**Given passage:**
──────

The second paragraph of the Constitution of the United States claims equality for all people. I believe that’s true when it comes to the rights stipulated within that document. However, I feel equality does not apply to everyone when it comes to exercise and general fitness. Generally speaking people are the same, except a when a disability, chronic illness, age, or injury restricts them in any way. Yet, the expectation is that everyone should be able to exercise if only they would modify.
In the last few years I’ve become sensitive to limitations that a huge portion of the population faces. For the reasons I would like to mention in this article, trainers cannot dish out the same Rx for health, weight loss and fitness. It isn’t a one size fits all world. Today I’m going to shine the spotlight on three groups of individuals whose workouts would not be what many consider usual and customary. I’m committed to bringing a healthy lifestyle to everyone so that all people can move better, feel healthier, and be proud of their accomplishments.
Let’s begin with the individuals who have disabilities or impairments. Whether there is a physical, mental, or emotional impairment you can be assured that the person has to approach activities differently. While some are born with conditions, others may have had accidents or medical conditions that leave them disabled. No matter how a body becomes limited — the approach to fitness has to be modified.
It’s a fact of life. We grow older, find changes as the years progress, and can remember when we were young with our lives laid out before us. The changes that happen in the body are numerous. They are a sign that we’ve been here, around the block, and have great wisdom to show for the miles we’ve walked. It’s nothing to be ashamed of, and should be considered part of the natural occurrence — enjoy the ride and be reasonable with the kind of exercise you buy into.
I’m specifically addressing an audience of people who care for young and adult children with disabilities or chronic illness. Parent caregivers are overlooked. Statistics in nearly every article (at least all that I could find on the internet) are specific to caregivers for our aging population. It’s a fact that these people have days and nights filled with all the responsibilities for another human being, and there is a huge network out there for aid. My concern is for the Parent Caregiver who chooses to keep their child in the home with everyone who loves them. There is no time for anyone in this group to hit the gym and exercise. For this group I’ve designed an entirely new approach to “fitness”.*
So, can these people exercise and improve their physical condition? They need someone to show them how, and the financial resources too. Physical therapy has limits imposed by the system so the only step is to hire a trainer. There are trainers who specialize in the kind of therapeutic exercise techniques needed. However, some of them SAY they are rehabilitation exercise trainers, but don’t have the proper training. Any Physical Therapist or Occupational Therapist can tell you there is a big difference between what each specialization has to offer. Personal trainers would be wise to take a class such as the ones offered through MDT Education Solutions, and bridge that difference.

──────

**Source data:**
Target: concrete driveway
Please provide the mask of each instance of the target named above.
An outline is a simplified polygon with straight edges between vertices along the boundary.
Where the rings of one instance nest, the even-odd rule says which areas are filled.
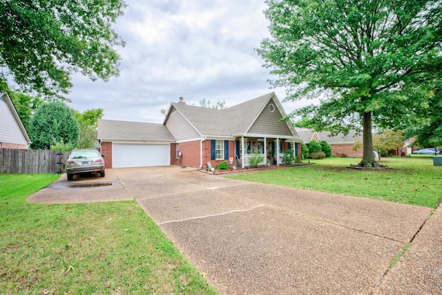
[[[177,166],[106,173],[73,182],[64,175],[28,200],[135,199],[222,294],[442,293],[437,211],[426,221],[428,208]],[[94,182],[112,185],[90,185]],[[68,187],[73,184],[88,185]]]

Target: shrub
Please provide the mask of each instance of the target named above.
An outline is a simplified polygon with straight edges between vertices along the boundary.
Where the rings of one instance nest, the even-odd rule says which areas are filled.
[[[260,155],[258,153],[258,151],[255,151],[255,152],[252,154],[249,158],[249,168],[256,168],[258,165],[262,162],[264,160],[264,156]]]
[[[325,154],[325,157],[329,158],[332,155],[332,147],[324,140],[321,140],[320,144],[321,149]]]
[[[282,155],[282,163],[286,165],[291,165],[295,162],[295,155],[293,151],[287,151]]]
[[[309,153],[318,153],[321,151],[320,144],[317,141],[312,140],[309,144]]]
[[[301,157],[307,159],[309,157],[309,148],[304,142],[301,142]]]
[[[70,151],[74,149],[75,149],[75,145],[74,144],[65,144],[63,142],[63,140],[61,140],[60,142],[56,142],[55,144],[51,145],[49,149],[51,151]]]
[[[227,170],[230,167],[227,165],[227,162],[226,161],[223,161],[218,166],[216,166],[217,170]]]
[[[318,151],[316,153],[312,153],[309,155],[309,159],[319,160],[325,158],[325,153],[323,151]]]

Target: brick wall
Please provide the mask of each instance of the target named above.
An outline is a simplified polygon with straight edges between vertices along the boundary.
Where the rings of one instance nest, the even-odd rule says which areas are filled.
[[[112,142],[102,142],[102,155],[104,155],[104,168],[112,168]]]
[[[0,142],[1,149],[26,149],[26,144],[10,144],[8,142]]]
[[[177,158],[177,144],[171,144],[171,165],[178,165],[180,159]]]
[[[193,168],[198,168],[200,166],[200,140],[195,140],[193,142],[180,143],[180,151],[182,154],[181,164],[182,166]],[[176,153],[176,151],[175,151],[175,153]],[[175,164],[179,164],[179,163],[177,162]]]
[[[233,164],[235,164],[235,149],[236,144],[234,140],[229,141],[229,158],[224,160],[211,160],[211,140],[207,140],[202,142],[202,169],[207,169],[207,162],[210,161],[212,167],[216,167],[222,162],[226,161],[229,163],[231,158],[233,158]]]

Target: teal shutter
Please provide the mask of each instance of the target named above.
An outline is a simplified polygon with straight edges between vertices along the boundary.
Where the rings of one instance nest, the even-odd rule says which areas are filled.
[[[216,158],[216,142],[212,140],[211,142],[211,160],[215,160]]]
[[[224,141],[224,158],[229,159],[229,140]]]

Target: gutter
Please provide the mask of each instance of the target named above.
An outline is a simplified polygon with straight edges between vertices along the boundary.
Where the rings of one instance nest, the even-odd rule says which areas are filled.
[[[202,169],[202,142],[207,140],[207,136],[202,137],[200,142],[200,169]]]

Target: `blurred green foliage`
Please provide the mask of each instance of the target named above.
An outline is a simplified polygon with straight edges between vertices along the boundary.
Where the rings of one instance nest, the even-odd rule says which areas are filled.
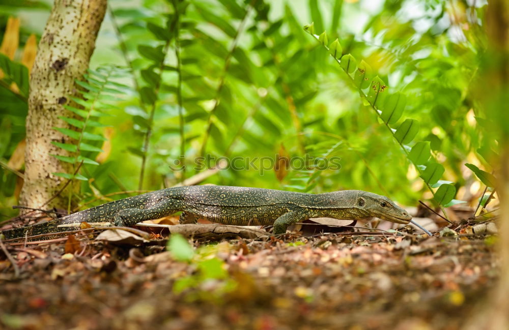
[[[230,169],[201,183],[315,192],[358,189],[406,204],[426,191],[412,162],[422,165],[428,155],[444,170],[438,183],[455,183],[456,196],[448,186],[441,192],[446,199],[470,198],[469,190],[461,189],[473,177],[464,163],[493,169],[490,155],[497,145],[483,129],[471,91],[486,43],[484,3],[145,0],[109,5],[91,67],[125,66],[130,73],[121,82],[131,89],[100,118],[112,128],[104,134],[111,150],[99,166],[83,164],[92,179],[82,183],[84,200],[170,187],[197,174],[194,160],[205,154],[268,157],[281,165],[306,153],[341,157],[339,170],[312,165],[261,175]],[[35,9],[0,10],[0,23],[17,15],[22,29],[41,33],[43,24],[27,23]],[[320,42],[302,28],[312,21],[317,35],[327,32]],[[0,25],[0,34],[3,29]],[[321,43],[334,45],[334,57],[350,54],[355,67],[376,73],[396,98],[393,106],[378,116],[369,99],[359,97],[362,71],[347,68],[354,82],[349,81]],[[399,107],[404,95],[406,105]],[[9,121],[25,114],[26,104],[0,107],[2,132],[17,137],[2,139],[4,163],[22,138]],[[419,128],[407,159],[383,126],[409,119]],[[170,168],[179,164],[187,166],[185,171]],[[12,196],[17,184],[12,172],[2,175],[0,199]],[[4,208],[15,203],[5,200]]]

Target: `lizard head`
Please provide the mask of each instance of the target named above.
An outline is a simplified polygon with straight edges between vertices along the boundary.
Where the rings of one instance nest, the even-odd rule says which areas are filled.
[[[385,196],[359,191],[355,202],[358,208],[370,217],[402,224],[407,224],[412,220],[412,216]]]

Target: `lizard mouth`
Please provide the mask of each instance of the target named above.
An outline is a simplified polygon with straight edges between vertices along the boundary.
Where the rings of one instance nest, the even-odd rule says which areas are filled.
[[[394,216],[392,216],[388,214],[380,215],[379,217],[380,219],[383,220],[387,220],[387,221],[390,221],[391,222],[394,222],[395,223],[401,223],[404,225],[409,223],[410,220],[412,220],[412,216],[408,215],[406,217],[400,218],[399,217],[396,217]]]

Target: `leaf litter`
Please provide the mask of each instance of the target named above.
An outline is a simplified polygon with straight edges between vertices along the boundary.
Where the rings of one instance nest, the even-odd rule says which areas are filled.
[[[497,277],[496,236],[471,228],[6,242],[0,328],[459,329]]]

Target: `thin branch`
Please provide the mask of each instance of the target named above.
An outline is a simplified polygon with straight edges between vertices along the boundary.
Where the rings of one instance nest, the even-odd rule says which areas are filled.
[[[251,3],[253,2],[251,1]],[[224,65],[223,67],[222,70],[222,75],[221,76],[220,80],[219,80],[219,85],[217,86],[217,89],[216,90],[216,97],[214,99],[214,107],[212,109],[210,110],[209,112],[209,117],[207,124],[207,129],[205,130],[205,133],[203,138],[203,142],[202,142],[202,147],[200,148],[200,156],[201,157],[203,157],[205,154],[205,151],[207,149],[207,142],[208,141],[209,136],[210,135],[210,130],[212,129],[212,119],[214,114],[216,112],[216,110],[217,109],[217,106],[219,104],[219,99],[220,97],[221,91],[222,90],[223,86],[224,85],[224,80],[226,79],[227,72],[228,71],[228,69],[230,67],[230,64],[232,59],[232,57],[233,56],[233,52],[237,48],[237,44],[239,42],[239,40],[240,39],[240,35],[244,29],[244,27],[247,22],[247,18],[249,16],[249,13],[251,12],[251,10],[252,7],[250,4],[247,8],[247,10],[246,10],[245,13],[244,15],[244,17],[242,18],[242,21],[240,22],[240,24],[239,25],[238,28],[237,29],[237,31],[235,33],[235,36],[234,38],[233,41],[232,42],[232,45],[230,46],[230,50],[228,52],[228,54],[226,55],[226,57],[224,58]]]
[[[169,48],[169,44],[171,40],[167,40],[164,45],[163,53],[164,54],[164,58],[161,61],[159,65],[159,79],[155,86],[154,94],[156,95],[156,100],[152,104],[150,109],[150,113],[149,116],[148,125],[147,129],[147,133],[145,134],[145,141],[143,143],[143,156],[142,157],[142,168],[139,173],[139,180],[138,184],[138,189],[141,190],[143,187],[143,178],[145,173],[145,166],[147,164],[147,154],[149,151],[149,145],[150,143],[150,137],[152,134],[153,126],[154,125],[154,115],[156,112],[156,105],[157,104],[157,98],[159,97],[159,88],[161,87],[161,82],[162,81],[162,73],[164,71],[164,61],[166,59],[166,55],[168,54],[168,49]]]
[[[317,40],[319,40],[318,36],[316,36],[314,34],[311,34],[311,36]],[[323,45],[323,46],[327,50],[329,50],[329,47],[325,45]],[[334,61],[335,61],[338,64],[340,64],[341,65],[341,61],[336,58],[335,57],[332,56],[331,54],[331,56],[333,58],[334,58]],[[345,71],[344,70],[343,70],[343,72],[344,72],[346,74],[347,76],[349,78],[350,78],[350,83],[353,84],[352,85],[353,86],[355,86],[355,89],[359,92],[359,94],[360,95],[361,97],[365,100],[368,102],[370,105],[371,106],[371,108],[373,109],[373,110],[375,111],[375,113],[376,114],[377,117],[378,118],[380,118],[380,113],[379,113],[378,110],[377,109],[376,107],[375,107],[375,106],[373,105],[371,103],[369,99],[367,98],[367,96],[364,94],[364,92],[362,89],[359,89],[356,86],[355,86],[355,81],[354,81],[354,79],[352,77],[352,76],[350,75],[350,74],[349,74],[346,71]],[[392,136],[392,137],[394,137],[394,133],[392,132],[392,130],[390,128],[390,127],[389,126],[389,124],[386,123],[385,121],[382,121],[384,122],[384,124],[387,128],[387,130],[389,130],[389,132],[390,133],[391,135]],[[394,139],[395,139],[395,138],[394,138]],[[405,156],[406,156],[407,157],[407,159],[409,160],[410,158],[408,157],[409,156],[408,151],[407,151],[407,149],[405,148],[404,146],[403,146],[403,143],[402,143],[400,141],[398,141],[398,140],[396,140],[396,141],[397,142],[398,142],[398,143],[400,145],[400,147],[401,147],[402,150],[403,150],[403,152],[405,153]],[[413,165],[413,163],[412,163],[411,161],[410,162],[410,163],[412,165]],[[422,175],[422,171],[419,168],[419,167],[415,165],[414,165],[414,166],[417,170],[417,172],[419,172],[419,175]],[[431,186],[430,185],[430,184],[426,182],[426,181],[425,181],[425,183],[426,184],[426,186],[428,187],[428,190],[429,190],[429,191],[431,192],[431,193],[433,194],[433,196],[434,196],[435,192],[433,191],[433,189],[431,188]],[[447,213],[445,212],[445,209],[444,208],[443,206],[442,206],[440,204],[438,204],[438,206],[440,208],[440,209],[442,210],[442,212],[444,214],[444,216],[445,217],[445,218],[448,218],[447,215]],[[449,221],[448,219],[447,219],[447,221]],[[450,222],[450,221],[449,222]]]
[[[25,175],[24,174],[23,174],[19,171],[16,170],[16,169],[11,167],[10,166],[9,166],[9,165],[6,164],[1,160],[0,160],[0,166],[2,166],[2,167],[6,169],[8,171],[10,171],[11,172],[12,172],[15,174],[16,174],[19,177],[21,178],[23,180],[25,179]]]
[[[80,168],[81,168],[82,165],[83,165],[83,161],[81,161],[81,162],[80,163],[79,165],[78,165],[77,168],[74,171],[74,173],[73,175],[76,175],[76,173],[77,173],[78,172],[78,171],[79,170],[79,169],[80,169]],[[71,183],[71,182],[72,181],[72,179],[68,179],[67,182],[65,183],[65,185],[64,185],[64,187],[63,187],[62,188],[61,188],[60,190],[59,190],[58,191],[57,191],[56,193],[54,195],[53,195],[53,197],[52,197],[51,198],[50,198],[49,199],[48,199],[45,203],[44,203],[44,204],[43,204],[42,205],[41,205],[40,207],[42,207],[43,206],[47,205],[49,203],[49,202],[51,201],[52,200],[53,200],[53,199],[54,199],[55,198],[56,198],[56,197],[59,195],[60,195],[60,194],[61,194],[62,193],[62,192],[64,191],[64,190],[66,189],[66,188],[68,186],[69,186],[69,184],[70,183]]]
[[[10,262],[11,264],[12,265],[12,267],[14,268],[14,278],[17,279],[19,277],[19,267],[18,267],[18,263],[14,260],[14,258],[12,257],[11,254],[9,253],[7,250],[7,248],[4,245],[4,242],[2,242],[2,238],[0,238],[0,248],[2,248],[2,251],[5,253],[5,255],[7,257],[7,259],[9,259],[9,262]]]
[[[486,190],[488,190],[488,186],[484,189],[484,191],[483,192],[483,194],[481,195],[480,198],[479,198],[479,202],[477,203],[477,207],[475,208],[475,211],[474,212],[473,216],[475,217],[475,215],[477,214],[477,212],[479,209],[479,206],[480,206],[480,203],[483,202],[483,197],[484,197],[484,194],[486,193]]]
[[[496,191],[496,189],[493,188],[493,191],[492,191],[491,194],[490,194],[490,197],[488,198],[488,199],[486,200],[486,202],[484,203],[484,206],[483,206],[483,208],[486,208],[486,206],[488,205],[488,203],[489,203],[490,201],[493,199],[493,194],[495,194],[495,191]]]
[[[29,207],[28,206],[22,206],[19,205],[12,205],[13,208],[24,208],[25,209],[31,209],[33,211],[40,211],[41,212],[43,212],[46,213],[48,215],[49,215],[50,213],[54,213],[56,215],[60,215],[66,216],[67,215],[66,213],[64,212],[61,212],[56,210],[53,209],[43,209],[42,208],[34,208],[34,207]]]
[[[433,209],[433,208],[431,208],[431,207],[430,207],[430,206],[428,206],[428,205],[427,205],[426,204],[426,203],[425,203],[424,202],[423,202],[423,201],[422,201],[422,200],[420,200],[419,199],[419,203],[421,203],[421,204],[422,204],[422,205],[423,205],[423,206],[425,206],[425,207],[426,207],[427,208],[428,208],[428,209],[429,210],[430,210],[430,211],[431,211],[432,212],[433,212],[433,213],[434,213],[435,214],[437,215],[437,216],[438,216],[439,217],[440,217],[440,218],[441,218],[442,219],[444,219],[444,220],[445,220],[446,221],[447,221],[447,222],[448,222],[449,223],[450,223],[450,224],[452,224],[452,223],[452,223],[452,222],[450,222],[450,220],[449,220],[449,219],[446,219],[446,218],[444,218],[443,217],[442,217],[441,215],[439,214],[439,213],[438,213],[438,212],[437,212],[436,211],[435,211],[434,209]]]
[[[177,58],[177,74],[178,75],[178,81],[177,84],[177,103],[179,106],[179,133],[180,136],[180,156],[184,158],[182,159],[182,170],[180,172],[179,178],[180,183],[184,182],[186,176],[185,157],[186,157],[186,138],[184,132],[184,125],[185,124],[184,119],[184,111],[182,106],[182,61],[180,58],[180,39],[179,34],[180,32],[180,12],[179,11],[178,3],[173,2],[173,6],[175,10],[175,57]],[[164,181],[163,181],[164,182]]]

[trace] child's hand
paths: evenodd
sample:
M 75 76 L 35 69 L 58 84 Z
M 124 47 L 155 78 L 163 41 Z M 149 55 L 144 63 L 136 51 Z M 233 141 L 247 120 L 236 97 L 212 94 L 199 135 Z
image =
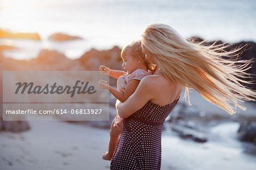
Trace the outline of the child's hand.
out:
M 109 90 L 109 85 L 107 83 L 107 81 L 100 79 L 98 82 L 98 87 L 101 89 Z
M 110 69 L 105 66 L 100 66 L 98 70 L 100 70 L 100 73 L 102 75 L 108 75 L 109 71 L 110 71 Z
M 117 79 L 117 87 L 118 88 L 118 91 L 123 93 L 125 91 L 126 87 L 126 85 L 125 78 L 120 76 Z

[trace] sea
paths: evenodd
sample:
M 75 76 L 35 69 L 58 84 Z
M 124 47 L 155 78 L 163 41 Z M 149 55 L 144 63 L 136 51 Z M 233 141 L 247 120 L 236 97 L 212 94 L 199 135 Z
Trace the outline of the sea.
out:
M 256 42 L 256 1 L 0 0 L 0 29 L 37 32 L 42 39 L 0 39 L 0 45 L 18 48 L 4 52 L 18 60 L 35 58 L 42 49 L 76 59 L 93 48 L 122 48 L 153 23 L 168 24 L 185 39 Z M 56 33 L 82 40 L 49 40 Z

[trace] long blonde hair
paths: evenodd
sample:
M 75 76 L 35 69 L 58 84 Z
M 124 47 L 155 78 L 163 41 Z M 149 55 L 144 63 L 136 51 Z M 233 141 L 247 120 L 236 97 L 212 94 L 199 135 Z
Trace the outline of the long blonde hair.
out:
M 237 107 L 246 109 L 241 105 L 243 100 L 255 101 L 256 92 L 241 84 L 253 83 L 242 79 L 250 76 L 245 71 L 251 67 L 251 61 L 222 57 L 236 56 L 241 48 L 226 52 L 227 45 L 224 44 L 193 43 L 164 24 L 148 25 L 142 36 L 142 45 L 168 80 L 185 86 L 189 104 L 189 88 L 230 114 L 236 113 Z

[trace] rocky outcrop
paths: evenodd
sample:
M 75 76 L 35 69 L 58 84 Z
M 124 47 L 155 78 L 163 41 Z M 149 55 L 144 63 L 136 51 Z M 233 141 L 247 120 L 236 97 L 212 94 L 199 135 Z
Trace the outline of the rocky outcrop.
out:
M 82 39 L 82 38 L 78 36 L 70 36 L 62 33 L 55 33 L 49 37 L 49 40 L 58 41 L 73 40 L 77 39 Z
M 37 33 L 11 32 L 0 29 L 0 39 L 25 39 L 34 40 L 40 40 L 40 36 Z
M 256 144 L 256 122 L 246 121 L 241 123 L 237 133 L 240 141 Z

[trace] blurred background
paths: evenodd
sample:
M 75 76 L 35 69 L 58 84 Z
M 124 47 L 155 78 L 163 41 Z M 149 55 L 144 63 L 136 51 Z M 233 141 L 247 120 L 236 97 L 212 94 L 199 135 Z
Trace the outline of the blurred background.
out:
M 0 95 L 3 71 L 122 70 L 121 49 L 152 23 L 167 24 L 186 39 L 218 40 L 230 49 L 247 44 L 240 58 L 255 58 L 255 18 L 253 0 L 0 0 Z M 248 71 L 255 80 L 255 62 Z M 192 106 L 183 95 L 164 123 L 162 169 L 254 169 L 255 103 L 230 116 L 193 91 Z M 109 169 L 101 155 L 114 103 L 110 96 L 109 121 L 1 118 L 0 169 Z

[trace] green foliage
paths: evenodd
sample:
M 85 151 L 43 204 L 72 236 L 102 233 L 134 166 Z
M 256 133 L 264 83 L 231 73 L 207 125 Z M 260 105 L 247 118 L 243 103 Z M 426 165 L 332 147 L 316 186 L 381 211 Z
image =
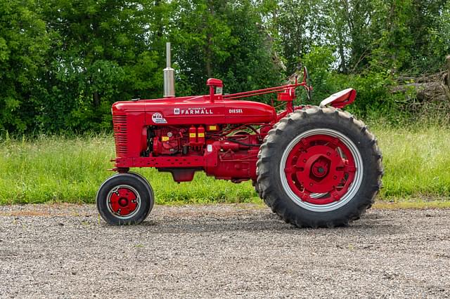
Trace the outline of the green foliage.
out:
M 0 130 L 110 130 L 112 102 L 162 95 L 167 41 L 179 95 L 210 77 L 226 93 L 276 86 L 304 65 L 314 103 L 351 86 L 353 112 L 400 123 L 389 91 L 442 69 L 449 18 L 447 0 L 0 0 Z
M 0 1 L 0 129 L 23 131 L 32 126 L 49 46 L 33 1 Z
M 450 130 L 441 126 L 372 128 L 383 154 L 380 199 L 450 196 Z M 93 203 L 98 186 L 112 173 L 110 135 L 0 140 L 0 204 Z M 176 184 L 169 173 L 138 171 L 150 182 L 158 204 L 261 202 L 252 184 L 233 184 L 198 173 Z
M 182 81 L 178 93 L 205 93 L 210 77 L 221 79 L 226 93 L 279 84 L 271 45 L 250 0 L 178 0 L 172 5 L 171 39 Z

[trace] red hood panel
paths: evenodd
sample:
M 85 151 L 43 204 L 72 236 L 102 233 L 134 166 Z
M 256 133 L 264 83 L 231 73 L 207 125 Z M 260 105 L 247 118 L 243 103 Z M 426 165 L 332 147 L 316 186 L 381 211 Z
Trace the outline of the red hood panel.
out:
M 144 112 L 146 125 L 186 125 L 270 123 L 276 120 L 275 109 L 266 104 L 223 100 L 208 95 L 182 98 L 117 102 L 112 112 Z

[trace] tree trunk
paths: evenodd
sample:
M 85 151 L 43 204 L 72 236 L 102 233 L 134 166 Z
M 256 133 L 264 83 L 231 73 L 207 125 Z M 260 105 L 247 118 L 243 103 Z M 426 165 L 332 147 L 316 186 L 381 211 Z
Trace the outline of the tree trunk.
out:
M 448 102 L 450 103 L 450 55 L 446 58 L 446 69 L 429 76 L 399 77 L 399 85 L 392 89 L 393 93 L 413 93 L 420 102 Z M 401 84 L 401 82 L 407 82 Z

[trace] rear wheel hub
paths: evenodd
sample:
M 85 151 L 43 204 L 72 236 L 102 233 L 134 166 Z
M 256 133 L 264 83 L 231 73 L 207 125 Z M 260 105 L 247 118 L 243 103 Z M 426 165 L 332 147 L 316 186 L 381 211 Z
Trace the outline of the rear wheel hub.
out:
M 319 206 L 338 201 L 354 181 L 354 154 L 338 137 L 301 138 L 286 155 L 285 181 L 301 201 Z

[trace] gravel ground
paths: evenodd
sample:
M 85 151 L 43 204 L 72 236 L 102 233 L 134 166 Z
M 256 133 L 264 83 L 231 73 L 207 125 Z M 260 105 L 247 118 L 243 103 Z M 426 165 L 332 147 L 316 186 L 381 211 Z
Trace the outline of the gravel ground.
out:
M 450 297 L 450 210 L 371 210 L 295 229 L 256 205 L 0 207 L 0 297 Z

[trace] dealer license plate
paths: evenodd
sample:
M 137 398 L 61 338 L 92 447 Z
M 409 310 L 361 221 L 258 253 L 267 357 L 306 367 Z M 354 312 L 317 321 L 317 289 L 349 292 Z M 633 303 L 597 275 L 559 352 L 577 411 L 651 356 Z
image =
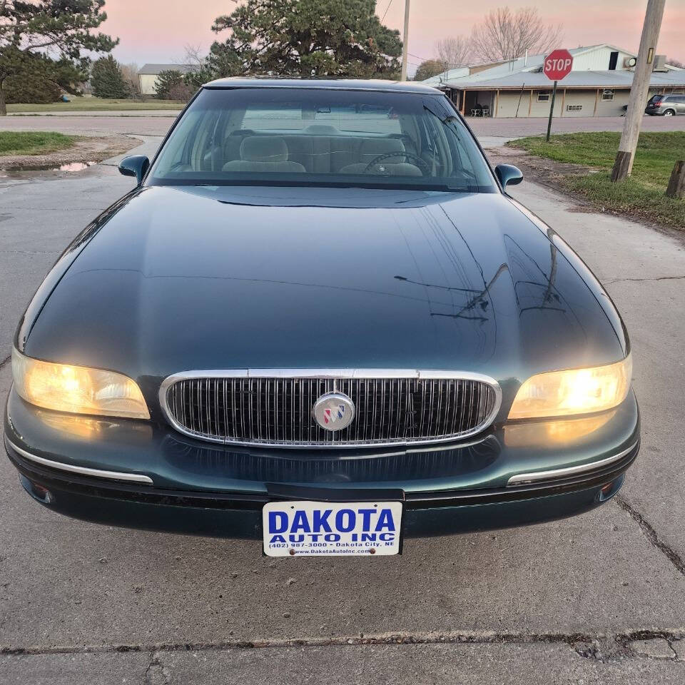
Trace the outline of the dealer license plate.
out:
M 270 502 L 262 510 L 264 554 L 397 554 L 400 502 Z

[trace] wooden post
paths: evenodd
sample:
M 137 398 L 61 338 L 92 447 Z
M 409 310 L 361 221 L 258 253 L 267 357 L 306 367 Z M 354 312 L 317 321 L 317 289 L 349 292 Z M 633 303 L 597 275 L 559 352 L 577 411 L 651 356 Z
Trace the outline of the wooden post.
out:
M 685 198 L 685 160 L 679 159 L 676 162 L 671 172 L 671 180 L 666 194 L 669 198 L 678 200 Z
M 554 116 L 554 98 L 557 97 L 557 81 L 554 81 L 554 85 L 552 88 L 552 104 L 549 106 L 549 118 L 547 120 L 547 141 L 549 142 L 549 133 L 552 131 L 552 118 Z
M 664 0 L 665 1 L 665 0 Z M 409 0 L 405 0 L 405 34 L 402 40 L 401 81 L 407 80 L 407 55 L 409 51 Z
M 626 111 L 626 121 L 623 125 L 621 142 L 619 144 L 619 153 L 616 157 L 614 169 L 612 171 L 612 181 L 622 181 L 630 176 L 633 168 L 633 159 L 637 148 L 637 138 L 640 135 L 640 125 L 644 113 L 644 103 L 649 89 L 649 81 L 654 68 L 654 54 L 659 41 L 659 32 L 661 27 L 661 17 L 664 16 L 664 6 L 666 0 L 648 0 L 647 11 L 642 26 L 642 36 L 640 38 L 640 49 L 637 55 L 637 64 L 633 75 L 633 83 L 630 88 L 630 98 L 628 100 L 628 108 Z M 624 158 L 628 154 L 627 164 Z

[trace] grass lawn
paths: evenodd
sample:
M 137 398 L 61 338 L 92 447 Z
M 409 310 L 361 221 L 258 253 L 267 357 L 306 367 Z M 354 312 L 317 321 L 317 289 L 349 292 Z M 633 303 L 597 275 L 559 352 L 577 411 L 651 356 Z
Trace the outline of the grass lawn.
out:
M 49 131 L 0 131 L 0 156 L 42 155 L 69 148 L 76 140 L 75 136 Z
M 97 112 L 134 111 L 140 109 L 183 109 L 180 100 L 107 100 L 101 98 L 73 97 L 71 102 L 51 102 L 46 105 L 8 105 L 8 112 Z
M 685 132 L 640 134 L 633 171 L 620 183 L 610 181 L 621 134 L 564 133 L 549 142 L 540 136 L 522 138 L 508 144 L 532 155 L 601 171 L 587 176 L 567 175 L 567 189 L 579 193 L 597 207 L 639 215 L 675 228 L 685 228 L 685 200 L 664 194 L 676 160 L 685 159 Z

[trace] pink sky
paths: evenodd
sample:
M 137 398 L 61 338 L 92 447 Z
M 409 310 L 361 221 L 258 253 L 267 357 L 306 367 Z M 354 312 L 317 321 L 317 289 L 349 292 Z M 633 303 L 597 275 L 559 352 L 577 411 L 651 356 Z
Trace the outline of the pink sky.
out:
M 389 0 L 379 0 L 382 16 Z M 387 26 L 402 29 L 403 0 L 390 0 Z M 477 5 L 477 9 L 475 6 Z M 468 35 L 490 9 L 508 5 L 536 6 L 550 23 L 564 24 L 564 45 L 610 43 L 636 51 L 640 41 L 646 0 L 544 0 L 507 2 L 505 0 L 457 1 L 413 0 L 410 19 L 410 73 L 422 59 L 432 56 L 436 39 Z M 121 62 L 174 62 L 183 59 L 186 44 L 205 51 L 215 39 L 210 26 L 215 17 L 235 8 L 231 0 L 107 0 L 108 19 L 103 30 L 121 39 L 114 56 Z M 685 61 L 685 0 L 666 0 L 658 51 Z M 413 64 L 413 66 L 412 66 Z

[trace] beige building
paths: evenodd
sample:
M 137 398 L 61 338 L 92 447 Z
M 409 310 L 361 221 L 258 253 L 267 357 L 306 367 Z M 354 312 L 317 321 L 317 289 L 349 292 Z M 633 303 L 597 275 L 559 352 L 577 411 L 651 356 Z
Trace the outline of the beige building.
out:
M 608 44 L 569 51 L 573 68 L 557 86 L 554 116 L 623 114 L 636 56 Z M 544 59 L 534 55 L 464 67 L 446 72 L 447 78 L 441 74 L 424 83 L 445 91 L 465 116 L 548 116 L 553 83 L 542 73 Z M 657 93 L 685 93 L 685 70 L 655 60 L 649 95 Z
M 155 83 L 157 76 L 162 71 L 180 71 L 187 73 L 192 67 L 189 64 L 143 64 L 138 70 L 138 78 L 141 84 L 141 93 L 143 95 L 155 95 Z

──────

**Task requirements:**
Answer these about the fitness article:
1. Which paragraph of the Constitution does it say claims equality for all people?
2. Which group of caregivers does it call overlooked?
3. Whose classes does it suggest personal trainers take?
The records above have nothing to do with the fitness article.

**Written reply:**
1. The second paragraph.
2. Parent caregivers.
3. MDT Education Solutions.